- Stated problem -
Below are some records. Write out the lines from the one containing "of the hazy" to the last line, word for word, leaving out pictures.

- Data entries -
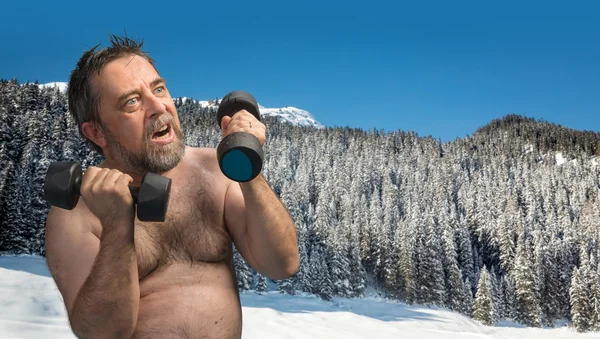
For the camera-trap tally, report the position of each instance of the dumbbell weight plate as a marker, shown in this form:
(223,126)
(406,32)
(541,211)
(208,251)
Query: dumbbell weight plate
(153,198)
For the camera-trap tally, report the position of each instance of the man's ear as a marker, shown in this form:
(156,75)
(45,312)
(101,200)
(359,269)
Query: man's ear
(95,134)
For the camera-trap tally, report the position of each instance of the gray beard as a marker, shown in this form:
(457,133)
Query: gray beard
(155,159)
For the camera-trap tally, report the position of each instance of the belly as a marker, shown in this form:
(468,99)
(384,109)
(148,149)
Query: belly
(190,302)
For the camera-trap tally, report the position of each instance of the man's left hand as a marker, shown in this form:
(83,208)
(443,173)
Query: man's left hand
(244,121)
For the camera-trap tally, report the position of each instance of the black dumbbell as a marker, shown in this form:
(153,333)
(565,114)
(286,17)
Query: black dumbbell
(63,183)
(240,154)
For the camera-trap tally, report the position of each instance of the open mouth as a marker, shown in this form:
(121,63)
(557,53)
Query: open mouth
(162,133)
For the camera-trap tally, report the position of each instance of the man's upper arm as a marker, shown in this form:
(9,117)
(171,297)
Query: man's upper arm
(71,250)
(235,220)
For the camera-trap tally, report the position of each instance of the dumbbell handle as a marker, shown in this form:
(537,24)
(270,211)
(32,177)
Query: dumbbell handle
(135,191)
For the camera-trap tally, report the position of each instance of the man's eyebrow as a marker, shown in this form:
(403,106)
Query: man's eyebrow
(157,81)
(154,82)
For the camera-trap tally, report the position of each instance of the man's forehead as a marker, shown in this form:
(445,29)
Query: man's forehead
(122,73)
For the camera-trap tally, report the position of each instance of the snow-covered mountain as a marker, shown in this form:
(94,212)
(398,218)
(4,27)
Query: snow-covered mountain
(293,115)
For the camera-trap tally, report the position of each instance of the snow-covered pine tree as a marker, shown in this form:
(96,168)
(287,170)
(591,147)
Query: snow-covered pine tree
(527,305)
(483,306)
(581,310)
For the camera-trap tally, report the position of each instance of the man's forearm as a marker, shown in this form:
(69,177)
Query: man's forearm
(271,233)
(107,305)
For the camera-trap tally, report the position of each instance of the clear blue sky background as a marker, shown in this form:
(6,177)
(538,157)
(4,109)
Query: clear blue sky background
(440,68)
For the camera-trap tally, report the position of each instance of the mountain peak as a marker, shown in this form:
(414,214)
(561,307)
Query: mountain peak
(290,114)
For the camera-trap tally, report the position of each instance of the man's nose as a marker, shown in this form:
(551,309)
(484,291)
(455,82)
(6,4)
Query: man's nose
(154,105)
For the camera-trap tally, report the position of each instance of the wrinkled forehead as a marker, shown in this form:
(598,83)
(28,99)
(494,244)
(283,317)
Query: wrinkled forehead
(121,75)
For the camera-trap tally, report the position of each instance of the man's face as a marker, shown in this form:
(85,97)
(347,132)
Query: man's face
(134,106)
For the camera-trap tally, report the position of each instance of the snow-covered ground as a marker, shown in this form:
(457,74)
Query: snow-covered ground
(31,307)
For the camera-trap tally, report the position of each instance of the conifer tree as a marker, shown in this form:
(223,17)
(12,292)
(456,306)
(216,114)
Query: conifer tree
(483,306)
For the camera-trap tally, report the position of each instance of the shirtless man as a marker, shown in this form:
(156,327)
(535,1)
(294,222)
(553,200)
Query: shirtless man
(122,278)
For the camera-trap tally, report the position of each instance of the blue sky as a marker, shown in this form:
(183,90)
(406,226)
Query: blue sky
(438,68)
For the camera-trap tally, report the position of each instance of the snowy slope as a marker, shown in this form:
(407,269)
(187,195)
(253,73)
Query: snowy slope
(293,115)
(31,307)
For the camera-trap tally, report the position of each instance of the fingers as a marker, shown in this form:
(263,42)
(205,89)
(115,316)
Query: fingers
(242,121)
(101,179)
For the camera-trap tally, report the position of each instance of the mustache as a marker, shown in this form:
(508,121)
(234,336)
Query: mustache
(156,124)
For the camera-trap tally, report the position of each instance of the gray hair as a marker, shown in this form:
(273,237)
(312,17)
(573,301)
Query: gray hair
(84,100)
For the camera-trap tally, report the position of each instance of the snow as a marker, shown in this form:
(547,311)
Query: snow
(31,307)
(293,115)
(559,158)
(62,86)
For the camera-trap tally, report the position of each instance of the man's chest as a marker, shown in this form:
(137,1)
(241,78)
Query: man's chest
(193,232)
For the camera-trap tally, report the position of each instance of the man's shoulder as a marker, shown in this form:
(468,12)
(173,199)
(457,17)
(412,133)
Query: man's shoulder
(203,154)
(205,158)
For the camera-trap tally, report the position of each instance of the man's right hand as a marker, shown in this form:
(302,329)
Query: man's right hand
(106,193)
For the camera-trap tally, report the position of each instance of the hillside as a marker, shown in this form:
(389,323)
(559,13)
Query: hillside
(496,226)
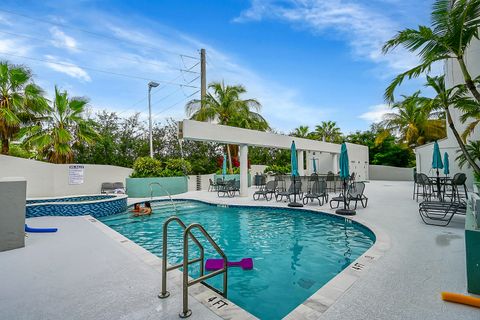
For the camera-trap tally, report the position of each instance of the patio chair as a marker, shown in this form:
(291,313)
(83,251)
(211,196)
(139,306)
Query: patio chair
(119,188)
(291,191)
(226,189)
(426,184)
(440,213)
(107,187)
(268,189)
(212,186)
(354,193)
(318,192)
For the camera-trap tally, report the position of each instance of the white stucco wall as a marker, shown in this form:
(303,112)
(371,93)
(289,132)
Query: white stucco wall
(46,179)
(389,173)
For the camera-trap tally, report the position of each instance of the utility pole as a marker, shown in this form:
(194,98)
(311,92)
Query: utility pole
(203,75)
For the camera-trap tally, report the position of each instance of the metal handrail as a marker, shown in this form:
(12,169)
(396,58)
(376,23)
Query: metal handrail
(168,193)
(165,294)
(186,312)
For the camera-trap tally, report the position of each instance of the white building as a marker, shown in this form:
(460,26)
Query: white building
(453,77)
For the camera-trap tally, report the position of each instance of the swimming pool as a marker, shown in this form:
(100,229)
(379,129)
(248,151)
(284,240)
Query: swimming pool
(295,252)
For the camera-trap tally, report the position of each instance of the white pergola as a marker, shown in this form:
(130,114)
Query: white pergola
(205,131)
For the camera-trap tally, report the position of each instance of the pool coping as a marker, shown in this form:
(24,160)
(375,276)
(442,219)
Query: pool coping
(318,303)
(220,306)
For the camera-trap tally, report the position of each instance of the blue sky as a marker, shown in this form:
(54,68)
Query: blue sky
(305,60)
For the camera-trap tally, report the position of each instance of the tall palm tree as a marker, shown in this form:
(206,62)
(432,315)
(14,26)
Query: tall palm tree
(328,131)
(412,122)
(444,99)
(301,132)
(20,99)
(62,126)
(225,106)
(454,24)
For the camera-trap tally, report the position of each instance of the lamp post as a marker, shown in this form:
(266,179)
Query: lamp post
(151,85)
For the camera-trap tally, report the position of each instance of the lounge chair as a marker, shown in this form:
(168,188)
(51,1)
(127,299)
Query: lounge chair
(317,192)
(107,187)
(354,193)
(226,189)
(268,189)
(119,188)
(291,191)
(440,213)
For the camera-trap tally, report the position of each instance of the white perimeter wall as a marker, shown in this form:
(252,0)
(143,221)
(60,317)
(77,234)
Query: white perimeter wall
(390,173)
(47,180)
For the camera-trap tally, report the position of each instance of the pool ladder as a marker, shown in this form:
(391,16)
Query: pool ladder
(187,233)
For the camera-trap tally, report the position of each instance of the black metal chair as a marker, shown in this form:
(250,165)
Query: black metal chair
(317,192)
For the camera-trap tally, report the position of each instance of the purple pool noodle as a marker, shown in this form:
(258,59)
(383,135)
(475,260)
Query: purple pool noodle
(217,264)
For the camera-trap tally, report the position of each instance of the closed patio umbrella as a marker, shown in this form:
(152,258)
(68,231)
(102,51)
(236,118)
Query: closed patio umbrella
(437,164)
(344,175)
(294,164)
(224,166)
(446,164)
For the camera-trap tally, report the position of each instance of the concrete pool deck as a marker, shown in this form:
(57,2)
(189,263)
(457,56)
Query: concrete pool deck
(58,276)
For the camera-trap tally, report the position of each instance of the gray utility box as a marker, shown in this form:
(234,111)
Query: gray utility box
(13,195)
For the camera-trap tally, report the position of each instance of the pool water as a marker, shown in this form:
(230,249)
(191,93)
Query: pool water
(295,252)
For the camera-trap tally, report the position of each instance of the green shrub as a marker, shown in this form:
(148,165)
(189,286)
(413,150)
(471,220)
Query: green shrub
(146,167)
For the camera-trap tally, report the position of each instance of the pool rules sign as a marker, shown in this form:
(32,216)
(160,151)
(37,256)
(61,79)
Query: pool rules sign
(76,174)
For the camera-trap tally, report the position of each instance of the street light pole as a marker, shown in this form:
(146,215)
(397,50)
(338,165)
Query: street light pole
(151,85)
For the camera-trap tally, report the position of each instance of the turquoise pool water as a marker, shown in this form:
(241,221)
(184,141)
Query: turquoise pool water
(295,252)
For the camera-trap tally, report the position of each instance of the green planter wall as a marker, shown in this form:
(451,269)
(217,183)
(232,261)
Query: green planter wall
(140,187)
(233,176)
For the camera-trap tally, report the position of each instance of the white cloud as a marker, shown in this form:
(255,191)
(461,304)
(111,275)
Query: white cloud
(67,68)
(375,113)
(62,40)
(364,29)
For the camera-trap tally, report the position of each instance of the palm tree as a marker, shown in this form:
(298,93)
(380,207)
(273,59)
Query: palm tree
(63,126)
(412,122)
(473,150)
(454,24)
(445,98)
(226,107)
(328,131)
(301,132)
(20,99)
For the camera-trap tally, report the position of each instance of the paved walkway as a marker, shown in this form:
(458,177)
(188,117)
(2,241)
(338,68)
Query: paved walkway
(82,273)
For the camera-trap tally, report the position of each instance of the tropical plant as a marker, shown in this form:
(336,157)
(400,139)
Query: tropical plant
(412,122)
(473,150)
(444,99)
(328,131)
(301,132)
(61,127)
(454,24)
(20,100)
(226,107)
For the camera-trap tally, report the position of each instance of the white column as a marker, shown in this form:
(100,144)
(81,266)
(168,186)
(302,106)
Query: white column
(243,170)
(301,168)
(335,163)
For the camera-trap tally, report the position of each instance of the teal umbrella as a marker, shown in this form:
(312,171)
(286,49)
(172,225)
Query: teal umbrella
(437,157)
(294,163)
(344,166)
(446,164)
(437,164)
(224,166)
(293,160)
(344,175)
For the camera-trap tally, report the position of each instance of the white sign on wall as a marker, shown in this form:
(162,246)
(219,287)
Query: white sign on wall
(75,174)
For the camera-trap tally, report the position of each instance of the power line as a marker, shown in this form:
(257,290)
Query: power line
(98,34)
(173,105)
(97,70)
(97,51)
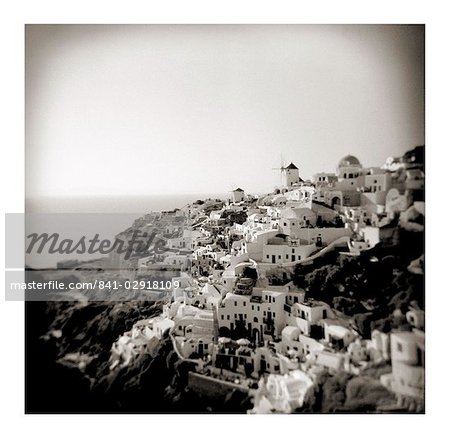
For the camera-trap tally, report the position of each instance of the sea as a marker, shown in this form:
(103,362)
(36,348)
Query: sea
(73,218)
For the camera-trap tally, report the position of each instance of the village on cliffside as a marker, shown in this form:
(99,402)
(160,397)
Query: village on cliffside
(309,298)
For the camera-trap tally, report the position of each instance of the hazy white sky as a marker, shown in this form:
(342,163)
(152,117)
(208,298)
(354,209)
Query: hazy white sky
(141,110)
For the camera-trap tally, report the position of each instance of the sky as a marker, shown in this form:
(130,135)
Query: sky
(133,110)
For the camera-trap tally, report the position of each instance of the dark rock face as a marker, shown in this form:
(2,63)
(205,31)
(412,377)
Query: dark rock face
(149,385)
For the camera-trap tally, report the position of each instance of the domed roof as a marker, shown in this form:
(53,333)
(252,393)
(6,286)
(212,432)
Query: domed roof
(349,160)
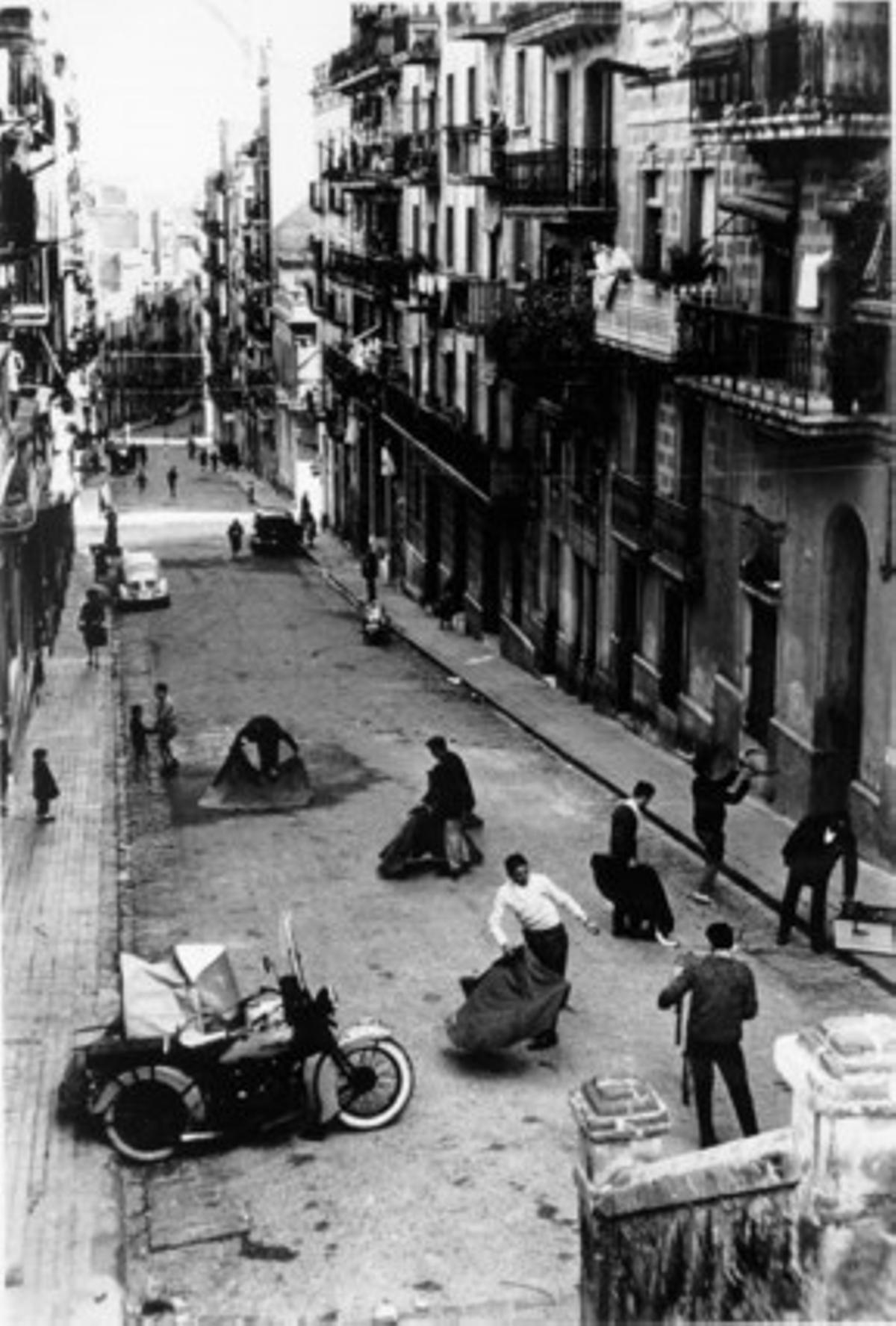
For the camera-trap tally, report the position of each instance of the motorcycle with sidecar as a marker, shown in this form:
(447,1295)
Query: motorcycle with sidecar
(190,1061)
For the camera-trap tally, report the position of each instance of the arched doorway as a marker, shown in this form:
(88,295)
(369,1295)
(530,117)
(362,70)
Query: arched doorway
(838,711)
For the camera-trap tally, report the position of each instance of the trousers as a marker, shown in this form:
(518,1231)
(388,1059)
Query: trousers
(729,1059)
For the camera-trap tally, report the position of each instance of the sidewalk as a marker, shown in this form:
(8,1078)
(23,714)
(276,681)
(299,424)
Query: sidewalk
(613,755)
(61,1232)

- Reply to the task -
For the camera-trap tally, report the position of each instance of the hazy white sky as a marker, shown in this form:
(342,163)
(152,117)
(208,298)
(354,209)
Query: hazy white sky
(141,110)
For the camera-trap tally, report the position of each instance of the sky as a marker, shown in this form:
(130,135)
Query: sky
(133,110)
For the camera-trap tally, report the position of each instance of the dark rock face as a marker, shown in this form:
(2,63)
(205,31)
(412,377)
Query: dark rock face
(149,385)
For the camera-trap tally, report the position of each instance of the domed roof as a marker, shown in this form:
(53,333)
(252,393)
(6,286)
(212,432)
Query: domed roof
(349,160)
For the camera-trap tally, report the position of each instance of the motorcycle with sidecar as a marker, shown in this form:
(447,1295)
Query: motorcycle with sidecar
(190,1061)
For the camera-trap tally, report the position of each instance of the arched doorway as a marker, shown in this form:
(88,295)
(369,1295)
(530,117)
(362,70)
Query: arched doorway
(838,711)
For the camera-trap tally, report the position of each instance of the trousers as a marker, shown in this form:
(518,1231)
(388,1059)
Query: trousers
(729,1059)
For the camera-trap tally, report the position of each instance of the sidewalk as a marker, shown in this form:
(8,1078)
(23,714)
(276,681)
(299,424)
Query: sidewalk
(613,755)
(61,1232)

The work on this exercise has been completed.